Problem details ::
Pull out every line below that contains the word "jacket".

Data provided ::

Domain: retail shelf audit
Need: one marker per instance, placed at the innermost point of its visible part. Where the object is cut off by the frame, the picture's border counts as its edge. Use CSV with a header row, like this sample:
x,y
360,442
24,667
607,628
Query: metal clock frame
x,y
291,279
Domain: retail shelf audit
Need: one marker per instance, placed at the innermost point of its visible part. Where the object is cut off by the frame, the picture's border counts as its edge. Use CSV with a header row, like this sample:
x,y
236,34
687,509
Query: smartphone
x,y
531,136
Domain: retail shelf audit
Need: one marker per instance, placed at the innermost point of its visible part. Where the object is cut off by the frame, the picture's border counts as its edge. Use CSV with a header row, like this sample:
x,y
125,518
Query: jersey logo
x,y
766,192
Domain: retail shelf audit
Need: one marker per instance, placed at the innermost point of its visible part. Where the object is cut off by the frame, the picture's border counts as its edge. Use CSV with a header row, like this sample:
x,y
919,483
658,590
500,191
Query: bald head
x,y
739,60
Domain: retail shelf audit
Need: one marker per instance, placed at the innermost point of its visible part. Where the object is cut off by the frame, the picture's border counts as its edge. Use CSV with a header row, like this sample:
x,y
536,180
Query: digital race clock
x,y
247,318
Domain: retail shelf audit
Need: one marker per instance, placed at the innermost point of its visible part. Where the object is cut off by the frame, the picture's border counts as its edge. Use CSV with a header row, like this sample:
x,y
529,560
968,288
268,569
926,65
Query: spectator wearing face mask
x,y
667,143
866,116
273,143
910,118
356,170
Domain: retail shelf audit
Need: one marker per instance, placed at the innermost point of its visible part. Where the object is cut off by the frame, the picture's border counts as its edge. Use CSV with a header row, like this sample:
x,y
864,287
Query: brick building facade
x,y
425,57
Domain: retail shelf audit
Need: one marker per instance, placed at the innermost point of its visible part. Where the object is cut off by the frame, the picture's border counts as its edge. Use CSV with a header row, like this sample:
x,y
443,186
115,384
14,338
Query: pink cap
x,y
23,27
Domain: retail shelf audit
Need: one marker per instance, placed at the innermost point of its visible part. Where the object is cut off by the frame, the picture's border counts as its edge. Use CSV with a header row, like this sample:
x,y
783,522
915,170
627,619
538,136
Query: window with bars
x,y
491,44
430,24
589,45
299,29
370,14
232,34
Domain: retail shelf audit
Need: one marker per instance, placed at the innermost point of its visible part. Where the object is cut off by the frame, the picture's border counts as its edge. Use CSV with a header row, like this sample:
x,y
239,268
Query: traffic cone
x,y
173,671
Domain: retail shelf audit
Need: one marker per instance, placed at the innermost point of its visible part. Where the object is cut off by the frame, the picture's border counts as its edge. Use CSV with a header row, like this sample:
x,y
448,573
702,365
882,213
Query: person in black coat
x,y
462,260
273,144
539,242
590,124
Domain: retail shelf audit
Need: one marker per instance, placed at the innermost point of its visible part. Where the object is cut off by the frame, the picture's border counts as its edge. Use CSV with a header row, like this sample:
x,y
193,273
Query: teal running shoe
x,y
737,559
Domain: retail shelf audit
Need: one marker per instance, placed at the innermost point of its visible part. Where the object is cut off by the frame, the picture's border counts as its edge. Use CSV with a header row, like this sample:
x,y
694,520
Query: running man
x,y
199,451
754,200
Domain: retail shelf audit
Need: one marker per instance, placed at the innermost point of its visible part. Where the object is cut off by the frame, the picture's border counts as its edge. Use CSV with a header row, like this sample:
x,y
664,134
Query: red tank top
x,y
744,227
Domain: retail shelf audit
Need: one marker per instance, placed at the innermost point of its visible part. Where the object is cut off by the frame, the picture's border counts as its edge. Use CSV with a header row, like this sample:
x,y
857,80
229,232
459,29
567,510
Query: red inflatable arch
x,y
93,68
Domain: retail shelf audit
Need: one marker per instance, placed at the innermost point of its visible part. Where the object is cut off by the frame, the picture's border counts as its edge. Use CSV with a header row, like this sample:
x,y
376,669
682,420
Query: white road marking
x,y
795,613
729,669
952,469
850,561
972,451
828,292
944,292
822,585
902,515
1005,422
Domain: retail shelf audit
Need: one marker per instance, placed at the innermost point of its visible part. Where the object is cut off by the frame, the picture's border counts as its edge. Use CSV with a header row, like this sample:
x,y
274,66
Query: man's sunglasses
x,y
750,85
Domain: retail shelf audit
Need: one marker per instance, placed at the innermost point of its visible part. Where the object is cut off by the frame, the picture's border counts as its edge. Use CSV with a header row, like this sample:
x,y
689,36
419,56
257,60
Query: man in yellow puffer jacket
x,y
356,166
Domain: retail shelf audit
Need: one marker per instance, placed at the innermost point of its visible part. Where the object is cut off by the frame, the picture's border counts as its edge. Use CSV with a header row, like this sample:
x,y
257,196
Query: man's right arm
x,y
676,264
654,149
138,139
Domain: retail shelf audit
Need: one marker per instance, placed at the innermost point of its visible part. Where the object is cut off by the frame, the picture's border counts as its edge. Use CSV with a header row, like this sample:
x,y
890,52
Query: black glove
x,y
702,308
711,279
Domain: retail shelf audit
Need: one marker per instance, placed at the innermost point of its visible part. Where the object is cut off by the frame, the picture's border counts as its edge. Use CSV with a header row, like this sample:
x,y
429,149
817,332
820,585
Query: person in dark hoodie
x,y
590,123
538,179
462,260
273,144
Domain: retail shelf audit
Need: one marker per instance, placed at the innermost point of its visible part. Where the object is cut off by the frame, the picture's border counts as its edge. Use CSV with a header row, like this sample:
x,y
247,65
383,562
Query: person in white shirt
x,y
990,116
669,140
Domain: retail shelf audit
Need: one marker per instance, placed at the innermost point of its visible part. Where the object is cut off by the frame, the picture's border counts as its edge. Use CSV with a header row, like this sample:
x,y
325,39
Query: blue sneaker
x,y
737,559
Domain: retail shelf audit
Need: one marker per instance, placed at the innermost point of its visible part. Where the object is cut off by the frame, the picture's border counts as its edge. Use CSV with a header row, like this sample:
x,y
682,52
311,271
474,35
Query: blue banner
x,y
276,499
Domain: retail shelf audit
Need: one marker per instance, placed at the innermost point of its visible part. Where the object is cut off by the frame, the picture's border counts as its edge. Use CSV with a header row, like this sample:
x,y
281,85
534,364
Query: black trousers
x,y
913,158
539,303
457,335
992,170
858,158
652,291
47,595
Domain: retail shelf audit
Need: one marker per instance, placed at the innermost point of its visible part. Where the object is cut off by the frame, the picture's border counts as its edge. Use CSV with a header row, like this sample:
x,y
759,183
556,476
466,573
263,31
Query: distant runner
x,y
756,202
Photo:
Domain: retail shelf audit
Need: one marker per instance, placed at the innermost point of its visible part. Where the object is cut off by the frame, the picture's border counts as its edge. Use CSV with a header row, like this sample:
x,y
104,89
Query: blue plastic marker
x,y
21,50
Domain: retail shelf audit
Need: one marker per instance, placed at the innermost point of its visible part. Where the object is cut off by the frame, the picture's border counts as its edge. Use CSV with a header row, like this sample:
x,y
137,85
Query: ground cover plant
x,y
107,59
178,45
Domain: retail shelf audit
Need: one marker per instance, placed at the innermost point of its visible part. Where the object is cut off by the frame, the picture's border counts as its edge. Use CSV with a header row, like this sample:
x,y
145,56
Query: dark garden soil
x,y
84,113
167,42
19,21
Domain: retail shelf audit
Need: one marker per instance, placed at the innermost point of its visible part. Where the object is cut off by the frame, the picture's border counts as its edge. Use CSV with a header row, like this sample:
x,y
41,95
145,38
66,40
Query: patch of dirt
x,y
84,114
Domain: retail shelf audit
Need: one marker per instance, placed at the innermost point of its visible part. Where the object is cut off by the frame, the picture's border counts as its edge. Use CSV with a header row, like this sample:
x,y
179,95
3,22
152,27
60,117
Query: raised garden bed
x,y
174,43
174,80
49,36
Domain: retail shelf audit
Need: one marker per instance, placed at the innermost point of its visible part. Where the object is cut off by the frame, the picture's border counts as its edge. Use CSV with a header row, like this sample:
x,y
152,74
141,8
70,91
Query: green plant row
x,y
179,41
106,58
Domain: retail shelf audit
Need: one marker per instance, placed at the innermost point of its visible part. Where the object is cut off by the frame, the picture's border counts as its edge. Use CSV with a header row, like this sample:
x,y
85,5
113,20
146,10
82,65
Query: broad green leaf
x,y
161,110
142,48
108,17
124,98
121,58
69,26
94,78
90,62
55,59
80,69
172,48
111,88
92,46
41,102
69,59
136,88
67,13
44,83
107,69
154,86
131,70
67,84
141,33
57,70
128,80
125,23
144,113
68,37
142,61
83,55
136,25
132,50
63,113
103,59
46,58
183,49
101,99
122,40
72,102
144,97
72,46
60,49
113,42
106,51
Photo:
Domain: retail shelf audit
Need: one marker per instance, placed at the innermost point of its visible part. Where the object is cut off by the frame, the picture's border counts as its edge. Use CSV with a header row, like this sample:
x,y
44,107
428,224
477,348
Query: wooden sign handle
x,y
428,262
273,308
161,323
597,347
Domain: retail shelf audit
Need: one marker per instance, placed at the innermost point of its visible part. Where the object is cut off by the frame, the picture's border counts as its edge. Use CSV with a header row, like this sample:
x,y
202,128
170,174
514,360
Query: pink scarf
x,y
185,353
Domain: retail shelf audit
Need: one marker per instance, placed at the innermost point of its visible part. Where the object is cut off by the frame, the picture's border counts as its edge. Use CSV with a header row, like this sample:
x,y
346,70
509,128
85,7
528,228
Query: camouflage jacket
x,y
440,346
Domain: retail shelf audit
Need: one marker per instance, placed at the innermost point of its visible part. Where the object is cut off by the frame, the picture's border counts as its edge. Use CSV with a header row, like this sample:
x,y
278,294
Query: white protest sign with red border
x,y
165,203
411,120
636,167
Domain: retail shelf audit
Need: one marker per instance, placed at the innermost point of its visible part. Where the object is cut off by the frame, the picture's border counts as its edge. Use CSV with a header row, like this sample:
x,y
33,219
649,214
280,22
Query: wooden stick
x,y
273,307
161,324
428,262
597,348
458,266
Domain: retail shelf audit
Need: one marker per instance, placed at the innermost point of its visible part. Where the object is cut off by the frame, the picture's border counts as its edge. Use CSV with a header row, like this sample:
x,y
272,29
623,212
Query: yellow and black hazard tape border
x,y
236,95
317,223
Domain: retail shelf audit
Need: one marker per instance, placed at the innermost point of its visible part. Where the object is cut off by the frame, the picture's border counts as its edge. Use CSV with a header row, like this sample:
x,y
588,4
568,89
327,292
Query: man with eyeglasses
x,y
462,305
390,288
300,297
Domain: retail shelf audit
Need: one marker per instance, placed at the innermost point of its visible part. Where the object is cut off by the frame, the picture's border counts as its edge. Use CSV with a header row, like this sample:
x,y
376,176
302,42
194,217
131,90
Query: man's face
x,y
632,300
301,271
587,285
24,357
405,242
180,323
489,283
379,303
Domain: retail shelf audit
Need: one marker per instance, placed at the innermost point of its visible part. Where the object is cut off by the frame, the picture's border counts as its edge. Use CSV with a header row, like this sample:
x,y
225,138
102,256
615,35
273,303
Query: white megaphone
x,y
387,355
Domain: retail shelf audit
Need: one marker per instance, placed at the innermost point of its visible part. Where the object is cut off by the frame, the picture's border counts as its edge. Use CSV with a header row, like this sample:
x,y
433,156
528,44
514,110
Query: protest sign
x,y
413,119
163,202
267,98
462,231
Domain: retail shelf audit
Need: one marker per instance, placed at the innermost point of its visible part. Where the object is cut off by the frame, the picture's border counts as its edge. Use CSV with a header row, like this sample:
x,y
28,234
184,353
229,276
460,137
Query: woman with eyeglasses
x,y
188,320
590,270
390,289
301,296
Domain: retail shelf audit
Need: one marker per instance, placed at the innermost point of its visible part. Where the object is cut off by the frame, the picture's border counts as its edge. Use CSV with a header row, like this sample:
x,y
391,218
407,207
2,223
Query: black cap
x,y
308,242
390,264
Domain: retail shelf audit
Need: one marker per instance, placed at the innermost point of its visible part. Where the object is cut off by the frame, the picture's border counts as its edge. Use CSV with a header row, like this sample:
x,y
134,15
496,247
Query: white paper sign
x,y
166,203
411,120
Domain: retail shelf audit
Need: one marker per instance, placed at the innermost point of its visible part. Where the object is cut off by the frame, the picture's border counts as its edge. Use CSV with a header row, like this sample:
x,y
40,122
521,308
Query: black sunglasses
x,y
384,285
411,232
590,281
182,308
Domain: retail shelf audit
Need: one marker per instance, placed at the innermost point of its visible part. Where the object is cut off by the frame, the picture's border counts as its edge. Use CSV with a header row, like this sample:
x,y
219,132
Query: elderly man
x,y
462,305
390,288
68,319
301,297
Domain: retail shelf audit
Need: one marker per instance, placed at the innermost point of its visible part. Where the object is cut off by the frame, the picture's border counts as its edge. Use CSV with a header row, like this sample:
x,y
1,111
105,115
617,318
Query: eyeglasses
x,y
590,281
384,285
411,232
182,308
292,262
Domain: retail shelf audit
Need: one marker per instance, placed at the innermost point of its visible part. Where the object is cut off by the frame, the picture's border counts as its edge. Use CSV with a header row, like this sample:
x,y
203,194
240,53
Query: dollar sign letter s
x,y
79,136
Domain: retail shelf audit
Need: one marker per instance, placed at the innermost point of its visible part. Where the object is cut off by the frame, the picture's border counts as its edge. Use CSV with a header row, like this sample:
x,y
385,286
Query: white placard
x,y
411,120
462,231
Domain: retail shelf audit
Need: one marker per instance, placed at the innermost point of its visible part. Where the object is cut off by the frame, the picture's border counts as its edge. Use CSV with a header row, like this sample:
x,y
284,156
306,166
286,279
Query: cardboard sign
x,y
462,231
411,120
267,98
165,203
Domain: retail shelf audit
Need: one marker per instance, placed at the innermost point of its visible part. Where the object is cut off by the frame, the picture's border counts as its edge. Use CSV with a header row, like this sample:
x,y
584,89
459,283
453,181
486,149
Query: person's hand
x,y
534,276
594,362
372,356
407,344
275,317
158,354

Response to this task ::
Query: man in yellow puffer jacket
Query: camouflage jacket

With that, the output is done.